## Begin RECORDS FOR THIS TASK

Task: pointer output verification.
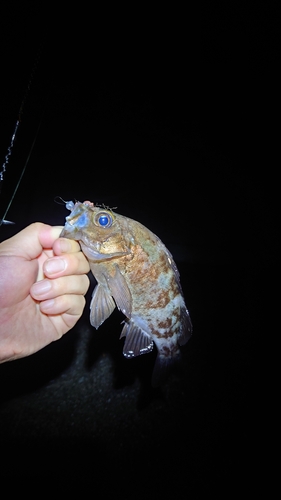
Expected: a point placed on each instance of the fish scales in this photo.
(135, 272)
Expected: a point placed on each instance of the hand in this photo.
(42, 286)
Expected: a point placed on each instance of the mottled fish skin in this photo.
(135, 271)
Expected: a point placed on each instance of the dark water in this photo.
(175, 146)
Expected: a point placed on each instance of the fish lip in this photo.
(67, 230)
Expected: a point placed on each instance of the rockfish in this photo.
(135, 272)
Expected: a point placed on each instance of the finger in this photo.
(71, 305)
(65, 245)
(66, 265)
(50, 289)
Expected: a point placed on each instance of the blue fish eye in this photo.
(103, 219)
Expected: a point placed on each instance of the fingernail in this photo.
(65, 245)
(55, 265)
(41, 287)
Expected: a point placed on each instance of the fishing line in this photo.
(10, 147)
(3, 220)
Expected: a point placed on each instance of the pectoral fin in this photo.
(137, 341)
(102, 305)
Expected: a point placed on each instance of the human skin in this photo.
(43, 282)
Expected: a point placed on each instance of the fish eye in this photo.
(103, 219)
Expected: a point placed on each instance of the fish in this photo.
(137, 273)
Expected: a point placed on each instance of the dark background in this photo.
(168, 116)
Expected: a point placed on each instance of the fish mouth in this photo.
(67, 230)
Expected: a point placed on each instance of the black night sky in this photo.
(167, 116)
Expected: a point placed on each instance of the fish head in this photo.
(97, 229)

## End RECORDS FOR THIS TASK
## Begin RECORDS FOR THIS TASK

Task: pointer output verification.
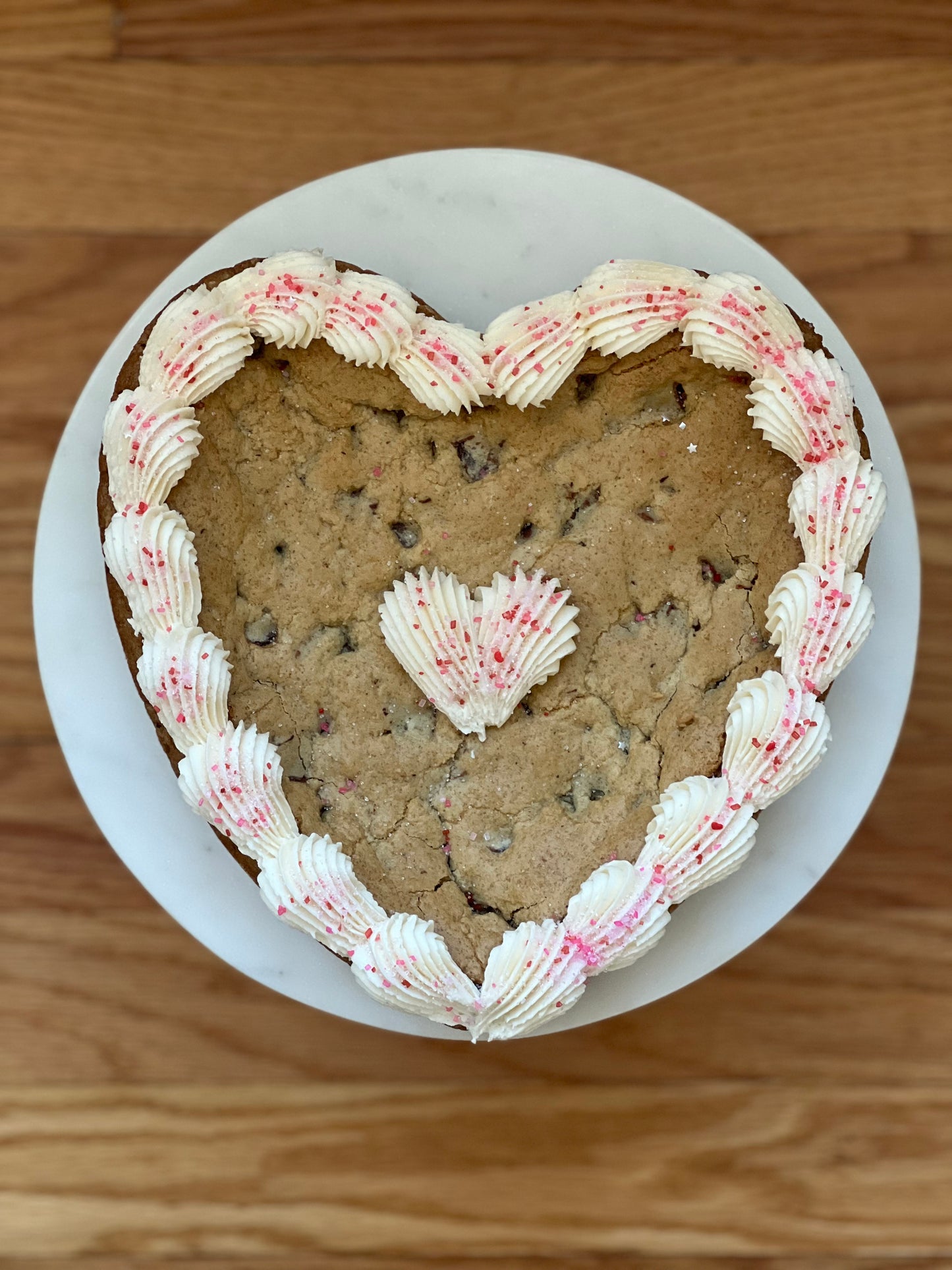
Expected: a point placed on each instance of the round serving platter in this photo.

## End RECORDS FOR THIS TASK
## Begin RECORDS FOR THIS TASK

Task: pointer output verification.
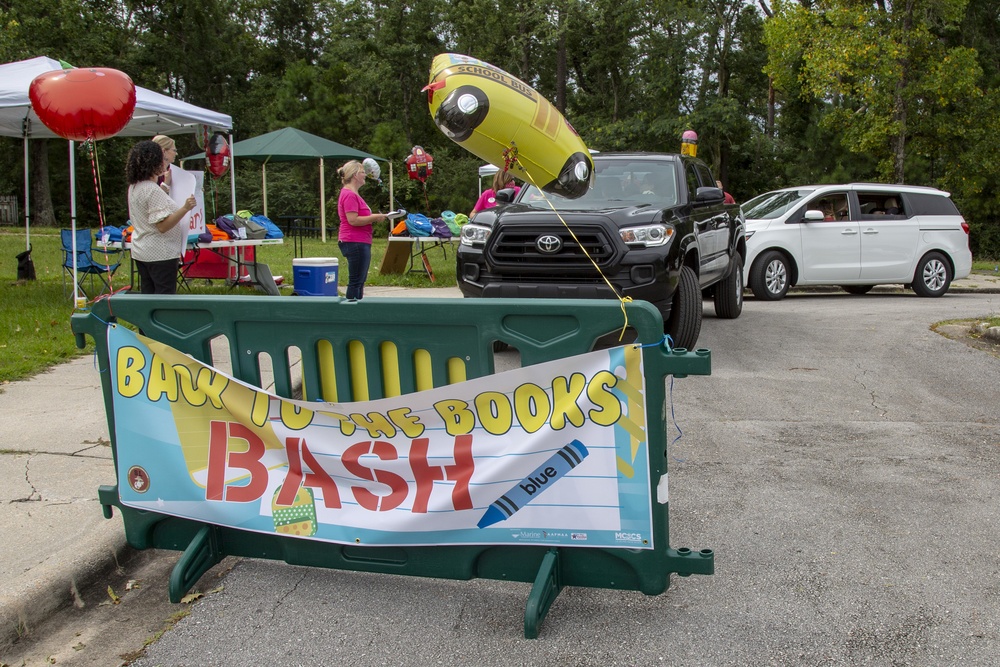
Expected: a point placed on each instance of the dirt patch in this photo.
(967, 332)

## End RECORDS FOR THIS TASK

### WRITTEN INSTRUCTION:
Identify every line in the entries above that contains the string "dark", and copy each such line in full. Case counts, so match only that exact capitalization.

### WRITTEN RESPONSE:
Expected: a point placed on each instance of the dark water in this photo.
Expected: a point placed on each instance of the dark background in this photo.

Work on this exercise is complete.